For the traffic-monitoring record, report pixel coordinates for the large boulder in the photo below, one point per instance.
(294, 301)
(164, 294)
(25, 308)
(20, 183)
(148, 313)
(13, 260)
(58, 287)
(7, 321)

◆ **Instructions for the task**: Rewrite all the items above line for line, with the requests unchanged, and increase both values in every coordinate pair of the answers by 144.

◆ **Exercise output**:
For the traffic-monitoring record, report pixel coordinates for the large boulder in the photo below, one point per instance.
(438, 445)
(308, 438)
(169, 452)
(164, 327)
(292, 457)
(157, 404)
(202, 431)
(151, 465)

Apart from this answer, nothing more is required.